§ **Extract**
╔══
- Summary:
- P: W / D / L
- Total:
- 05: 04 / 00 / 01
- Test match:
- 02: 01 / 00 / 01
- Opponent:
- P: W / D / L
- Canada:
- 2: 1 / 0 / 1

= 1993 England rugby union tour of Canada =

1993 series of rugby matches

The 1993 England rugby union tour of Canada was a series of five matches played by the England national rugby union team in Canada in May and June 1993. England won four matches and lost one. They drew their two-match international series against Canada, losing the first game and winning the second. Sixteen England players were taking part in the 1993 British Lions tour to New Zealand at the time, and England did not award international caps for the matches with Canada.

==Results==
Scores and results list England's points tally first.
╚══
§ **Problem description**
Return, word for word, the portion of the article on England's 1993 rugby tour of Canada that opens with the words containing "1993 series of" and closes with "points tally first.".

§ **Information supplied**
╔══
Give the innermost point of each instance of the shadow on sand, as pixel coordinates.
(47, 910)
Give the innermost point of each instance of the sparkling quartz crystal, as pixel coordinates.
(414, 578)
╚══
§ **Solved problem**
1993 series of rugby matches

The 1993 England rugby union tour of Canada was a series of five matches played by the England national rugby union team in Canada in May and June 1993. England won four matches and lost one. They drew their two-match international series against Canada, losing the first game and winning the second. Sixteen England players were taking part in the 1993 British Lions tour to New Zealand at the time, and England did not award international caps for the matches with Canada.

==Results==
Scores and results list England's points tally first.